• **Exercise task**
According to the conformance page, why is every remaining non-pass a deliberate refusal? Answer in one to three sentences.

• **Source excerpt**
◆ ◆ ◆ ◆

Conformance

How feelc fares against the official DMN Technology Compatibility Kit (TCK) and against six other rule engines, measured by re-running their own test suites / scenarios through feelc.

The headline: the engine is never wrong on a feature it supports. It computes the correct answer or honestly refuses an out-of-scope construct. The former DMN-import fidelity gaps (OUTPUT ORDER, PRIORITY) are now closed (ADR 0021 — 7/7 hit policies), so every remaining non-pass is a deliberate refusal. feelc's omissions are deliberate exclusions (unbounded lists/iteration, loop-until-fixpoint, string/regex) — consistent with being a total, deterministic, verifiable evaluator.

Official DMN TCK (OMG conformance suite)

Run with feelc's built-in conformance runner — feelc tck --suite <dir> — which imports each .dmn, compiles it, and checks every <testCase> against the TCK's own expected results (exact-decimal equality). Conformance % = passed / (passed + failed); out-of-subset cases are honestly skipped.

Suite Passed Failed Skipped Conformance
Compliance level 2 (decision tables) 53 10 63 84.1%
Compliance level 3 (full FEEL) 0 3 3366 0% (deliberate subset)
Non-compliant (should be rejected) rejects the recursion / string-function models

Cross-engine scenario coverage

71 representative scenarios drawn from six engines' own examples/tests were ported to feelc and proven on the CLI (compile and reproduce the engine's asserted output). 56 of the modelable .rules are committed as a permanent test corpus (packages/engine/test/corpus/x-*.rules).

Engine Modelable / total
json-rules-engine 10 / 10
json-logic-js 11 / 11
GoRules ZEN 13 / 15
node-rules 9 / 11
microsoft/RulesEngine 11 / 12
grule 9 / 12
Total 63 / 71 (89%)

Every cross-cutting decision primitive ported 1:1 — all hit policies (first/unique/priority/collect), set membership, fact-vs-fact comparison, chained derived facts as a DRG, exact-decimal arithmetic with units, round/floor/ceiling/trunc/modulo, nested if/then/else, marginal brackets, BKM, and applicability gating. feelc was stricter and more correct in two ways the others don't offer: exact decimals (no float drift — 0.1 + 0.2 = 0.3, vs json-logic's 0.30000000000000004 and grule's float32 drift) and a totality/completeness checker that surfaced uncovered-band warnings none of these engines perform.

◆ ◆ ◆ ◆

• **Supplied information**
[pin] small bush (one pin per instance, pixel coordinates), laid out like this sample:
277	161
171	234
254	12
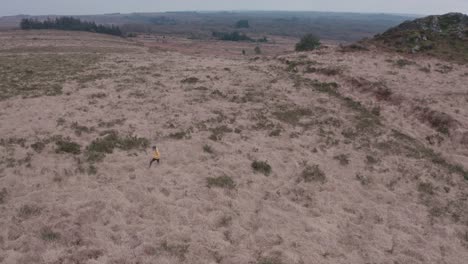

◆ ◆ ◆ ◆

• **Worked solution**
The former DMN-import fidelity gaps, OUTPUT ORDER and PRIORITY, are now closed under ADR 0021, which covers all 7 of 7 hit policies. As a result, feelc either computes the correct answer or refuses a construct outside its scope.